PAGE EXTRACT:
* * * * *

From South Carolina to upstate New York, and as far west as Missouri, police are getting reports of creepy clowns trying to lure children into the woods. The spread of such stories may remind you of the flying saucer craze in the 1950s, Bigfoot in the ‘60s, or the satanic daycare stories in the ’80s. An article at Rolling Stone gives an overview of current killer clown epidemic. You’d think that people would be more skeptical of such reports, but the 21st century has something that the earlier hoaxes did not: millions of people with cameras ready to record something that might go viral on the internet. A killer clown is also an opportunity to scare someone you know with an easy prank. And a creepy tale to pass along.
Atlas Obscura tells us about Rolla, Missouri, police detective Adam Meyer, who made a thorough investigation into local reports of killer clowns. And posted his findings on Facebook. Here’s a small part.
While I was talking to the person who made the recording he introduced me to the clown who was in the video. Needless to say, I survived the encounter. He also was nice enough to let me take a picture of the mask that he was wearing in the movie. They’re both just normal guys who were playing a joke on the girls. I asked the young man where he got the mask but I already knew. Has anybody else found it somewhat of a coincidence that right as Wal-Mart and other major retailers began to sell Halloween costumes is when all of these creepy clowns started to pop up?
The full Facebook post details his investigation, which pretty much uncovers all the reasons one might see a killer clown in Rolla. Besides, you know, viral marketing for a movie about a killer clown. Or another movie. Or even a short film.

* * * * *

MATERIAL SUPPLIED:
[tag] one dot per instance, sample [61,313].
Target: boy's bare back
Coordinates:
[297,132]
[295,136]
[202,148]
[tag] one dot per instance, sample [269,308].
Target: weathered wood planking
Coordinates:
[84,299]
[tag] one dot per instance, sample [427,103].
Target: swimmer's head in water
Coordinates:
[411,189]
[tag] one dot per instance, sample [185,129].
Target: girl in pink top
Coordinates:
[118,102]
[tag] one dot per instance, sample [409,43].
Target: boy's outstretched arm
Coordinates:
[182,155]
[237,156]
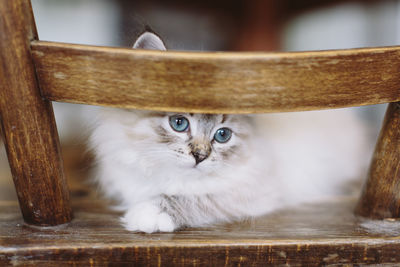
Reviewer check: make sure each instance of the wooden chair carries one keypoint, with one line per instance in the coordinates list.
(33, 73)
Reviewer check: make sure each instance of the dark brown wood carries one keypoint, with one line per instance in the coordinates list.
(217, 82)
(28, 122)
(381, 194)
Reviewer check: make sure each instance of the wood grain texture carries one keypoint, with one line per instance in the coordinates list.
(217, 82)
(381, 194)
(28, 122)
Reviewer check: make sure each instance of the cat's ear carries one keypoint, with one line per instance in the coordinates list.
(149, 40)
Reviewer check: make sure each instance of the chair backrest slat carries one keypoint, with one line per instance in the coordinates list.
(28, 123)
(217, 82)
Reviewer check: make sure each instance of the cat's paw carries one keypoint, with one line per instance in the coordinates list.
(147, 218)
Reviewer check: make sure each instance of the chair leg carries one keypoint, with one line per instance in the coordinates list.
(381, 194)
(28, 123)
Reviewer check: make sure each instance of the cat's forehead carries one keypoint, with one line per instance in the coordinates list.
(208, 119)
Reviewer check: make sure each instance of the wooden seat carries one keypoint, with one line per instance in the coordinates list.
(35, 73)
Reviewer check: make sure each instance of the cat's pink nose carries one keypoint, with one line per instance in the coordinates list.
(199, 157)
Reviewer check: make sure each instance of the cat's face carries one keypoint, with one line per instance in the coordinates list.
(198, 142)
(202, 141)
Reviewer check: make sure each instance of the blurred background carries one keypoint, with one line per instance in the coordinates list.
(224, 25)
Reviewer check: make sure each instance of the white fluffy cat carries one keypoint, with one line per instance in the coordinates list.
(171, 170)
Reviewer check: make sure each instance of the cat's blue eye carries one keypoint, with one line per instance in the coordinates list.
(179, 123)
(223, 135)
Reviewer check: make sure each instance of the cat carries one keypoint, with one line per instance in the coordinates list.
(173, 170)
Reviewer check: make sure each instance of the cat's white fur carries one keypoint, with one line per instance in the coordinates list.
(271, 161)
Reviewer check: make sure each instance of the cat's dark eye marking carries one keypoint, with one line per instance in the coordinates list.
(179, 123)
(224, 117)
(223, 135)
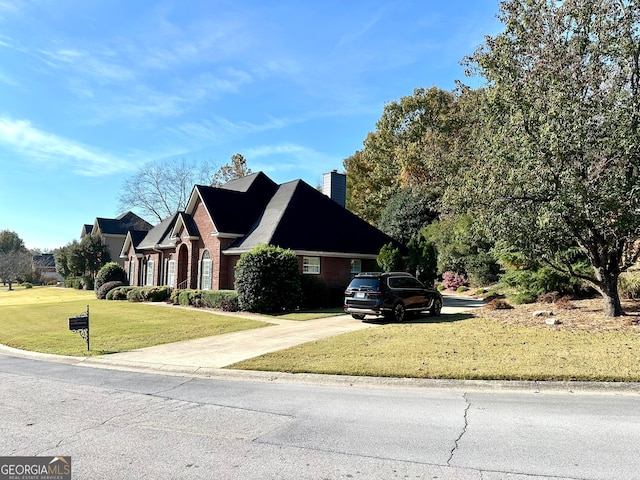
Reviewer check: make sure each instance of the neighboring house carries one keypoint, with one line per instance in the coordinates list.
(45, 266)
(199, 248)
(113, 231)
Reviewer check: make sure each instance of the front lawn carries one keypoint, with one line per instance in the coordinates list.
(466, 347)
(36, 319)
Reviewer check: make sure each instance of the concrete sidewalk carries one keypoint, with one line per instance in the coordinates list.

* * * * *

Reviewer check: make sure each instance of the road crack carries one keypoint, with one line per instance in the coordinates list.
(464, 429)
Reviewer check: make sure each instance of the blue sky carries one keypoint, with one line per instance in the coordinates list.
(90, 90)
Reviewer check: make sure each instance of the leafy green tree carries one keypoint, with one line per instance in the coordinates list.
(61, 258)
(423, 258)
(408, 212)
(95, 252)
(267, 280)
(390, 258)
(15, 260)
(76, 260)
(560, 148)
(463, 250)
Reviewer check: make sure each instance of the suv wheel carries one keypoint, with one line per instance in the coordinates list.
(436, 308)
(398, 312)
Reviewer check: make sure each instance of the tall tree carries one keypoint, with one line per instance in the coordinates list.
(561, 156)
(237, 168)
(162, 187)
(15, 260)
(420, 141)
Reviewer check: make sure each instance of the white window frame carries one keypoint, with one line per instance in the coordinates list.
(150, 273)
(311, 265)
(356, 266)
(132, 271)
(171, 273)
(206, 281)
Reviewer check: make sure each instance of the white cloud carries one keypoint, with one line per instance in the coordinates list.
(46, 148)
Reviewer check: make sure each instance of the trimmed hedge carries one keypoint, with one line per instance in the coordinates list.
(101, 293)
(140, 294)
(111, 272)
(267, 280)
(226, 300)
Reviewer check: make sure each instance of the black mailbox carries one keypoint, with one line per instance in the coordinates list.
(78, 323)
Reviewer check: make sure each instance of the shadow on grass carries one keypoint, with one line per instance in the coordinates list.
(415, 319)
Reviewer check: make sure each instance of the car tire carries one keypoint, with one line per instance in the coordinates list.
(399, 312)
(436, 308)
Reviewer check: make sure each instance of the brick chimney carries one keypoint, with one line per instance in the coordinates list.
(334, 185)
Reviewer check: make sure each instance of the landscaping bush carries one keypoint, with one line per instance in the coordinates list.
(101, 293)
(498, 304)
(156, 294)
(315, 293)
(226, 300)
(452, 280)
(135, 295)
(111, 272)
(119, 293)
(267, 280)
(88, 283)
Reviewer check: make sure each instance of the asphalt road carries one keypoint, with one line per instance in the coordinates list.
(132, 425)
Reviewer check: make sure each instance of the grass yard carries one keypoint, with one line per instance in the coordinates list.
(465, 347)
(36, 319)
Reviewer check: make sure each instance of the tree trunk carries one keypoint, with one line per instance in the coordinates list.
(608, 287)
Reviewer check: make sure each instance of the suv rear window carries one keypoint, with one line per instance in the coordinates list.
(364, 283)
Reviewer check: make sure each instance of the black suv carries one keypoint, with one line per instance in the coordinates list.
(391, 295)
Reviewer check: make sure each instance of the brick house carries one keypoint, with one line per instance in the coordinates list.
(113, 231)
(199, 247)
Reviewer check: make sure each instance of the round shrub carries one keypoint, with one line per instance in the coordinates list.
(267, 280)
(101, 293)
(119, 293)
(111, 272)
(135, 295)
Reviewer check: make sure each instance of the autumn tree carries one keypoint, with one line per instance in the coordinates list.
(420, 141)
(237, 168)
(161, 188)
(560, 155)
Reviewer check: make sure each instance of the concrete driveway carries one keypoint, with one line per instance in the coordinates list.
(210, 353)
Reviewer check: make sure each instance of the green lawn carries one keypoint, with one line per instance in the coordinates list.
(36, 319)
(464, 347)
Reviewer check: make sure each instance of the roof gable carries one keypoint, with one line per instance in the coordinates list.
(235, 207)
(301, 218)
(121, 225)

* * * * *

WORK TASK:
Can you update the killer clown article from "Atlas Obscura tells" to "a small part.", putting "police officer" in place of "police detective"? The rows are drawn from a separate source.

TASK ANSWER:
Atlas Obscura tells us about Rolla, Missouri, police officer Adam Meyer, who made a thorough investigation into local reports of killer clowns. And posted his findings on Facebook. Here’s a small part.